[start of SUPPLIED PASSAGE]

Like a Phoenix rising, Axe is back from whence it came.  Week one post fire opening and for all intents and purposes little has changed.  And that proves both fantastically awesome…and awesomely annoying…

Still filled with beautiful people.  Still a slightly crunchy, granola menu.  Still in need of air conditioning and ice in the water.  Still maddening table/bench combos that are a Sisyphean task to get into and out of.  Still an excellent back patio.  Still dreadful parking and worse valet.  Still deafening noise and shadowy lighting with a hip vibe and open kitchen.  Still delicious.  Still disappointing.

For now the menu itself has some of the old favorites and a few new additions but seems to be missing a number of larger plates to round it out.  The wine list is paired down (only one red and one white by the glass) though the bottle selection is obviously more comprehensive. 

Only two desserts on offer (strawberry shortcake and chunks of warm brownie in cream) leads one to believe the kitchen is trying to find its footing before going all in on a menu.

[end of SUPPLIED PASSAGE]

» GIVEN REQUEST 1: Change "back patio" to "front terrace" and give the restaurant review again, starting with "Still filled with" and going on through "delicious.  Still disappointing.".
» GIVEN REQUEST 2:
Do these statements agree with the restaurant review? Answer yes or no for each, and quote the words that decide it.
(a) Wine by the glass is limited to one red and one white.
(b) The restaurant now has air conditioning.
(c) Three desserts are on offer.
» GIVEN REQUEST 3:
Answer from the restaurant review:
(a) Which week after the post-fire opening is described?
(b) What does the menu seem to be missing?
(c) Which two desserts are on offer?
The data after this point comes from a separate source.

[start of DATASET ENTRIES]

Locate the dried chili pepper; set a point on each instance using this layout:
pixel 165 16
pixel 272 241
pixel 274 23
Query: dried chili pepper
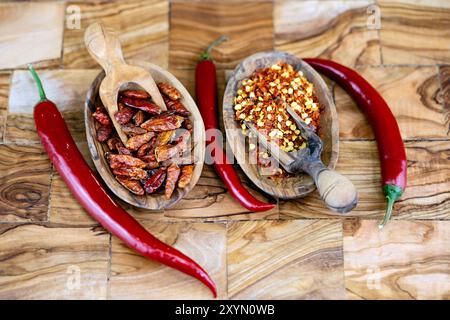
pixel 155 181
pixel 143 105
pixel 104 133
pixel 139 118
pixel 89 191
pixel 177 107
pixel 131 129
pixel 185 176
pixel 124 115
pixel 163 123
pixel 122 161
pixel 169 91
pixel 131 172
pixel 206 91
pixel 102 117
pixel 132 185
pixel 135 142
pixel 387 134
pixel 173 172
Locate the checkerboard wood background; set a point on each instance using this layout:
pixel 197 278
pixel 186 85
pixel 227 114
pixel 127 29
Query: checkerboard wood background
pixel 299 250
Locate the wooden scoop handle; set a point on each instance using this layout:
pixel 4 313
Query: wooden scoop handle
pixel 104 46
pixel 337 191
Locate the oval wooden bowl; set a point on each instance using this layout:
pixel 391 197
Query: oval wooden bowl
pixel 155 201
pixel 299 185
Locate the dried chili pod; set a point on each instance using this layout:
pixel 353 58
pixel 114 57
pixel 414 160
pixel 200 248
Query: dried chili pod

[end of DATASET ENTRIES]

» CORRECT ANSWER 1:
Still filled with beautiful people.  Still a slightly crunchy, granola menu.  Still in need of air conditioning and ice in the water.  Still maddening table/bench combos that are a Sisyphean task to get into and out of.  Still an excellent front terrace.  Still dreadful parking and worse valet.  Still deafening noise and shadowy lighting with a hip vibe and open kitchen.  Still delicious.  Still disappointing.

» CORRECT ANSWER 2:
(a) Yes: "only one red and one white by the glass"
(b) No: "Still in need of air conditioning and ice in the water."
(c) No: "Only two desserts on offer"

» CORRECT ANSWER 3:
(a) Week one
(b) A number of larger plates
(c) Strawberry shortcake and chunks of warm brownie in cream